● **Extract provided**:

<<<<

The opponent was Professor Ülo Mander from the University of Tartu, and kustos Professor Atte Korhola from the University of Helsinki. The dissertation is published as a part of series Dissertationes Schola Doctoralis Scientiae Circumiectalis, Alimentariae, Biologicae and can be found in helda.
Read also the short article on the Elisa's research in University of Helsinki news (in finnish).
Methane (CH4) is a strong greenhouse gas, and its ecosystematmosphere exchange depends on the consumption and production rates. The boreal zone includes nearly one third of the world’s forests, and boreal forest soil is the largest carbon stock among different ecosystem types. Upland soils are a globally important sink of CH4 due to microbes oxidizing atmospheric CH4. During the last decades, the understanding of the CH4 dynamics of forests has been reshaped and increased substantially, as the trees have been shown to contribute to the CH4 exchange. The newly-found aerobic CH4 emissions from plants have also revealed the existence of previously unknown processes. Meanwhile, the ecosystem-scale studies on CH4 exchange have shown that forests may occasionally be net sources of CH4.
In this thesis, the objective was to quantify the CH4 exchange in a boreal pine forest, regarding the contributions of soil, ground vegetation and trees. The effects of soil water conditions and the CH4-consuming and -producing microbes were also studied. The research included the most abundant boreal tree species: Scots pine, downy birch and Norway spruce. The effect of ground vegetation on the forest floor CH4 flux was studied by classifying the vegetation into four groups, and by measuring the CH4 fluxes of three common shrubs (bilberry, lingonberry, and heather) in the laboratory. The forest floor CH4 flux was upscaled to the whole research site from topography-modelled soil moisture.

>>>>

● **Required work**:
1. In the methane dissertation text, rename "ground vegetation" to "understory plants" and write out the part from "In this thesis, the" up to and including "topography-modelled soil moisture.".
2. Condense the paragraph of the methane dissertation text that begins "In this thesis, the objective" into a bulleted list that keeps its main facts.
3. Resume the methane dissertation text, starting after its last sentence.

● **Entries supplied**:

<<<<

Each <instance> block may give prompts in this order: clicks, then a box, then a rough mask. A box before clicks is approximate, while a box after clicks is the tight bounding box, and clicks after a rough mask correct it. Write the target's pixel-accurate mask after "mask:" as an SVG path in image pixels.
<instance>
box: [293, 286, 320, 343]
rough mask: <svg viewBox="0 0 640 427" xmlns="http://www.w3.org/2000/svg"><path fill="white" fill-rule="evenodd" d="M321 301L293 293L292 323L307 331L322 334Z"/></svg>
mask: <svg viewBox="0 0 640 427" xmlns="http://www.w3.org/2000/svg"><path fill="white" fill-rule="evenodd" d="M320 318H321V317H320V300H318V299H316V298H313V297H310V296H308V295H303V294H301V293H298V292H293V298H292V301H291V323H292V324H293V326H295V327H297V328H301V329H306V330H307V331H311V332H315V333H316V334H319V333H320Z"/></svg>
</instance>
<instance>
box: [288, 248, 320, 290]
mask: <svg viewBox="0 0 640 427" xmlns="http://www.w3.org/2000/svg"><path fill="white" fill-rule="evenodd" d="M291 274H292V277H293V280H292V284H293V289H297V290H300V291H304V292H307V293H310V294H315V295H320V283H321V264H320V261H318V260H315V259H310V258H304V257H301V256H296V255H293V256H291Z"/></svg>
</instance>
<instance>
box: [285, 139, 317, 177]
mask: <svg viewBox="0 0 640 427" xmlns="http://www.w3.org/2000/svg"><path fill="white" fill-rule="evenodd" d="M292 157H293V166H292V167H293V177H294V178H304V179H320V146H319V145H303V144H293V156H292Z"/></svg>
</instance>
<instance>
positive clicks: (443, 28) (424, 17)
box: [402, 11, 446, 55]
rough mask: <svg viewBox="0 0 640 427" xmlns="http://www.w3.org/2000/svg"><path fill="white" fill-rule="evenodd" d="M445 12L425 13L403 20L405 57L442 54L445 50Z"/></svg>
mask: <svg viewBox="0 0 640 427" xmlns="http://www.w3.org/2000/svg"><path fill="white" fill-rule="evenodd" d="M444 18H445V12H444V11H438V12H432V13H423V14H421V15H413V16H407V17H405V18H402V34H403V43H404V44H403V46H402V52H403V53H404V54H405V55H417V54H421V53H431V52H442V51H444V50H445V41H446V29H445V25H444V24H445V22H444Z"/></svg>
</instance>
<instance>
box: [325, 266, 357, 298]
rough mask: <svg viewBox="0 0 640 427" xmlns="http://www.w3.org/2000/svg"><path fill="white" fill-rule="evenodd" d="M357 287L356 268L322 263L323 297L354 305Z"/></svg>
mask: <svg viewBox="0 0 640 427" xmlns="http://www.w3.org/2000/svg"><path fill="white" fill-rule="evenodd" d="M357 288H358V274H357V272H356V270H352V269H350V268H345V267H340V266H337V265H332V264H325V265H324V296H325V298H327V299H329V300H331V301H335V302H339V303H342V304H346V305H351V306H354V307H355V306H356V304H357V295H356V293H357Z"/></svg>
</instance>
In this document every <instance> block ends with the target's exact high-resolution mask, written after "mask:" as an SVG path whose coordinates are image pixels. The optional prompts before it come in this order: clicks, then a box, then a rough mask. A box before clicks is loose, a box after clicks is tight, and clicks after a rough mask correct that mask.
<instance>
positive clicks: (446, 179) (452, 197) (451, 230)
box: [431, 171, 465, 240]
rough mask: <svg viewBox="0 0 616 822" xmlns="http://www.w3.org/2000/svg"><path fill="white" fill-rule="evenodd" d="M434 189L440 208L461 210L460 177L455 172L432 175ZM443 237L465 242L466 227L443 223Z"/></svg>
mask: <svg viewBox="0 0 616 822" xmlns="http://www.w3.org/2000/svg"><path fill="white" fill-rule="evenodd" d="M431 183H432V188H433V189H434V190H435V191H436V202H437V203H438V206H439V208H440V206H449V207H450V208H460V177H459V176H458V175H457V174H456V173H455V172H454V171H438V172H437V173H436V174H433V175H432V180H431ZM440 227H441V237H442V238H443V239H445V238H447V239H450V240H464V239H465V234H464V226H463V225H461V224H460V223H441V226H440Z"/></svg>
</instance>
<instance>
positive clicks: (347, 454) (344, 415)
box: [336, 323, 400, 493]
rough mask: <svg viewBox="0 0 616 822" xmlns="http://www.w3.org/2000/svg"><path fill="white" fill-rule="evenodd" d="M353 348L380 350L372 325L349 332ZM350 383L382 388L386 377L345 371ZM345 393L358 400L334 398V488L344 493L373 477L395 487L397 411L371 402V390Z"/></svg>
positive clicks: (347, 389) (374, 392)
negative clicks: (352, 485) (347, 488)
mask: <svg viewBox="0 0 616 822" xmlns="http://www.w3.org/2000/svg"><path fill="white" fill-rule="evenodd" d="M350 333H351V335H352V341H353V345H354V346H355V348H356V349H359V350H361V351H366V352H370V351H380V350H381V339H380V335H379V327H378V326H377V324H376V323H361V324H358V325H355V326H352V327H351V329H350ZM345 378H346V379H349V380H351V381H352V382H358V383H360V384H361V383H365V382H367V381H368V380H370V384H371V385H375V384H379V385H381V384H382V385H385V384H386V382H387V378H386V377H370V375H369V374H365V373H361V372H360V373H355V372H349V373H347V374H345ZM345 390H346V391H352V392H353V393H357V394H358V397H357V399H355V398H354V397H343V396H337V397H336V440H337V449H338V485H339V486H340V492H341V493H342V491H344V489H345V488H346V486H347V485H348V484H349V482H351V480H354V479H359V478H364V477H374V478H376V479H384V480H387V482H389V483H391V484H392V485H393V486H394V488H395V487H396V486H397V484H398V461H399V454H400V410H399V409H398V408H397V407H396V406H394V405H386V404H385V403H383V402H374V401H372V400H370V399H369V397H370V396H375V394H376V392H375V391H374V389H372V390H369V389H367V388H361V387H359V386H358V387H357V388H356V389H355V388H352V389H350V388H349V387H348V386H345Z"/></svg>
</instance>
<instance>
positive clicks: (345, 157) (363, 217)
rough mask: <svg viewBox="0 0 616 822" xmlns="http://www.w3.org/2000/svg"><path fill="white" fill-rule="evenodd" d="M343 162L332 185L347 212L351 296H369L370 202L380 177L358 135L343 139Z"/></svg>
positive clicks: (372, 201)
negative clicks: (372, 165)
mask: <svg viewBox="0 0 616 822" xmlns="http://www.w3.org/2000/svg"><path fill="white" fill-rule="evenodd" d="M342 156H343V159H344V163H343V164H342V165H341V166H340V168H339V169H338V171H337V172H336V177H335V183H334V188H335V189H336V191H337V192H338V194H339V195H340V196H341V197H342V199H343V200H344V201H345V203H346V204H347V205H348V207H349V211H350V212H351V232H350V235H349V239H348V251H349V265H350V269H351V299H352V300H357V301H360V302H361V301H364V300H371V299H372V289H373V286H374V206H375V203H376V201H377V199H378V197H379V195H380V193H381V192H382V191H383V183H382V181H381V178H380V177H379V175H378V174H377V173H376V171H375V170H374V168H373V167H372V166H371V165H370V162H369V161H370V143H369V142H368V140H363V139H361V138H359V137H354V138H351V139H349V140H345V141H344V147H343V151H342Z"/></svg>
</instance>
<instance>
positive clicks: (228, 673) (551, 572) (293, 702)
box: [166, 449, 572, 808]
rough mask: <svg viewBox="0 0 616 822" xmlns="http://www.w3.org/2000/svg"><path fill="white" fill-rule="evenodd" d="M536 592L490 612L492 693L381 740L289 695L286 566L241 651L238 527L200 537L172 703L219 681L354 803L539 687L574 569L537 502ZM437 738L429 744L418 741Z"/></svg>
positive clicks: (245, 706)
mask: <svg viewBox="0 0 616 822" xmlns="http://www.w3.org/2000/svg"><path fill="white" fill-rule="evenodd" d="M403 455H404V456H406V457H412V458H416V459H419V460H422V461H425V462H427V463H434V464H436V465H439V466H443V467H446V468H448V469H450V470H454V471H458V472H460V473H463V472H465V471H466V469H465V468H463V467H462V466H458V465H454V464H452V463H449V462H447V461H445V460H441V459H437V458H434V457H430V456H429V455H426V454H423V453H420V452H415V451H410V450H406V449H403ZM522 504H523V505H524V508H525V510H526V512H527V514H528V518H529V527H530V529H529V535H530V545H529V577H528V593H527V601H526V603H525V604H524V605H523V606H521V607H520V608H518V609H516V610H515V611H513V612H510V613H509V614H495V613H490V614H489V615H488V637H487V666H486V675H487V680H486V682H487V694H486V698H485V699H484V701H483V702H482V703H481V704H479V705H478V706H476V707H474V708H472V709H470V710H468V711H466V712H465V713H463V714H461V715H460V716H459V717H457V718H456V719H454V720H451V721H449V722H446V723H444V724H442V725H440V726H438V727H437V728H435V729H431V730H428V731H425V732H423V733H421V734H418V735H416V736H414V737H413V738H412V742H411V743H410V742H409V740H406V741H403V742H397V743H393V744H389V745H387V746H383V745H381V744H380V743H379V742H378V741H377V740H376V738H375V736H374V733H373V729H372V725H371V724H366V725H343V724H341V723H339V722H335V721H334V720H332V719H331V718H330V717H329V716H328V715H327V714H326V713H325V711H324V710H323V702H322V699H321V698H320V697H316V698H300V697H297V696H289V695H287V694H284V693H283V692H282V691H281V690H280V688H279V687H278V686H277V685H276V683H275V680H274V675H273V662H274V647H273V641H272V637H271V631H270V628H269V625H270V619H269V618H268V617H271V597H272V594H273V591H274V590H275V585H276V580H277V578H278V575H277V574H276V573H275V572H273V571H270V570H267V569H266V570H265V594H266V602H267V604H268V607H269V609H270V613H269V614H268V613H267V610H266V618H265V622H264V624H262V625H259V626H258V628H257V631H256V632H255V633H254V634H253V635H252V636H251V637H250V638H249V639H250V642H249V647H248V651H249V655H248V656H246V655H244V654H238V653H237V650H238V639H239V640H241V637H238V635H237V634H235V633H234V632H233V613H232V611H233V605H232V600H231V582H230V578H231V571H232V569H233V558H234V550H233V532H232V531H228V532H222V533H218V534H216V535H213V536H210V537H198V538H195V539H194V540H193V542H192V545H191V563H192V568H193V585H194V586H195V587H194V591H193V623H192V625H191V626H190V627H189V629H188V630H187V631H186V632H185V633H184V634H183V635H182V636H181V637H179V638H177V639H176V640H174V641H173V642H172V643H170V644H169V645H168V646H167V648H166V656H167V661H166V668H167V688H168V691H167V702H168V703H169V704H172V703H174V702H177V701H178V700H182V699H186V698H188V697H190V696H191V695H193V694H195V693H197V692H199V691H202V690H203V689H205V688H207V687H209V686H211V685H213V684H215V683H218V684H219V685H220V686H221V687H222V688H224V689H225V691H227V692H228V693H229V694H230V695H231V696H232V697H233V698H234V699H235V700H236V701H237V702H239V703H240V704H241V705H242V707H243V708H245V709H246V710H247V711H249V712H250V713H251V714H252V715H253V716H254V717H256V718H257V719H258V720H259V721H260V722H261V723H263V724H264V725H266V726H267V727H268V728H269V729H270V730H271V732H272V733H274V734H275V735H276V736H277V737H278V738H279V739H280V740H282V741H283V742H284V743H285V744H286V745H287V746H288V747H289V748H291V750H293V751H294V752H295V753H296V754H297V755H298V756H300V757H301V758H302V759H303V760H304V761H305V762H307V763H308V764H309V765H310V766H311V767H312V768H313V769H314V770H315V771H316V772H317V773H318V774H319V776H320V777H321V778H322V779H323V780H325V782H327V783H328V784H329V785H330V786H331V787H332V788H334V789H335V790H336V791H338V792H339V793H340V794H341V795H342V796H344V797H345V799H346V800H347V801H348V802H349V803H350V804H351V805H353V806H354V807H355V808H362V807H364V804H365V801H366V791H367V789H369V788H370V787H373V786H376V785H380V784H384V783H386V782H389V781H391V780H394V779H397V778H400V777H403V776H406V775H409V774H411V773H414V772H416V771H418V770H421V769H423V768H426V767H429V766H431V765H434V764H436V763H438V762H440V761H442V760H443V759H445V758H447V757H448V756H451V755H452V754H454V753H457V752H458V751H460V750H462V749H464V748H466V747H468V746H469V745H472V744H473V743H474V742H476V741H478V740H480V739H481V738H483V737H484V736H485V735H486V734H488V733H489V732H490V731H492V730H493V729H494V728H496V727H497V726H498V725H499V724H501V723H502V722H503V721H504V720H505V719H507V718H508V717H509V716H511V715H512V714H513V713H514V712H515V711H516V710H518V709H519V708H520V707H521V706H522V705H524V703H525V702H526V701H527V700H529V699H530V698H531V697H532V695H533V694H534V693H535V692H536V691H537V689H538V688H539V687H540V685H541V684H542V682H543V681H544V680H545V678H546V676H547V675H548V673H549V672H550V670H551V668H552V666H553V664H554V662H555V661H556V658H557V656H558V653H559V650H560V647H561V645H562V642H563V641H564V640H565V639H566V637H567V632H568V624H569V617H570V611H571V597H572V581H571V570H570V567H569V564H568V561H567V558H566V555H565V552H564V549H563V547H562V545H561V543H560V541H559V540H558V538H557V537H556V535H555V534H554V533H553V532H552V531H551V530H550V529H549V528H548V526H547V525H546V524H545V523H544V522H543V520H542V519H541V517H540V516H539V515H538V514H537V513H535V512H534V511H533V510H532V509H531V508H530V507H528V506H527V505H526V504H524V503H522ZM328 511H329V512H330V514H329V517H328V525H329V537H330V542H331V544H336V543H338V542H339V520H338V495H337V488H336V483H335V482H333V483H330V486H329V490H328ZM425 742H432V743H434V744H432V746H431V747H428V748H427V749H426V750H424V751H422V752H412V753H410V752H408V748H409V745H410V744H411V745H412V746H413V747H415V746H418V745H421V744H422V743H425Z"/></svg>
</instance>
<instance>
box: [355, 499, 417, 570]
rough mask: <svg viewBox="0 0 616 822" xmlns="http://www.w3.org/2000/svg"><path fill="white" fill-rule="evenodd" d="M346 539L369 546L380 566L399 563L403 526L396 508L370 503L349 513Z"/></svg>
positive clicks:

>>>>

● **Answer section**:
1.
In this thesis, the objective was to quantify the CH4 exchange in a boreal pine forest, regarding the contributions of soil, understory plants and trees. The effects of soil water conditions and the CH4-consuming and -producing microbes were also studied. The research included the most abundant boreal tree species: Scots pine, downy birch and Norway spruce. The effect of understory plants on the forest floor CH4 flux was studied by classifying the vegetation into four groups, and by measuring the CH4 fluxes of three common shrubs (bilberry, lingonberry, and heather) in the laboratory. The forest floor CH4 flux was upscaled to the whole research site from topography-modelled soil moisture.

2.
- Objective: quantify CH4 exchange in a boreal pine forest, including the contributions of soil, ground vegetation and trees.
- Also studied: the effects of soil water conditions and of CH4-consuming and -producing microbes.
- Tree species covered: Scots pine, downy birch and Norway spruce, the most abundant boreal species.
- Ground vegetation: classified into four groups. CH4 fluxes of bilberry, lingonberry and heather were measured in the laboratory.
- Upscaling: forest floor CH4 flux was extended to the whole site using topography-modelled soil moisture.

3.
The results demonstrated that the CH4 flux of the forest floor is strongly dependent on the soil moisture. All the studied tree species emitted CH4 from the stems and the branches, and the stem-emissions were significantly higher from trees growing at wet soil compared to drier soil. The ground vegetation species and soil moisture are strongly connected, and based on the results, both affect the CH4 flux. In the laboratory, heather shoots resulted in mean CH4 emissions, while bilberry and lingonberry shoots indicated uptake. Thus, the studied shrub species seem to have different CH4 dynamics. In addition, the shrubs increased the amount of CH4-consuming microbes and thus CH4 uptake in the soil. While the forest floor at the site was on average a sink of CH4 throughout the growing season, the upscaled forest floor CH4 flux revealed high spatial variation and CH4-emission patches at the area. The size and CH4 flux of these patches was related to temporal variation in the soil moisture.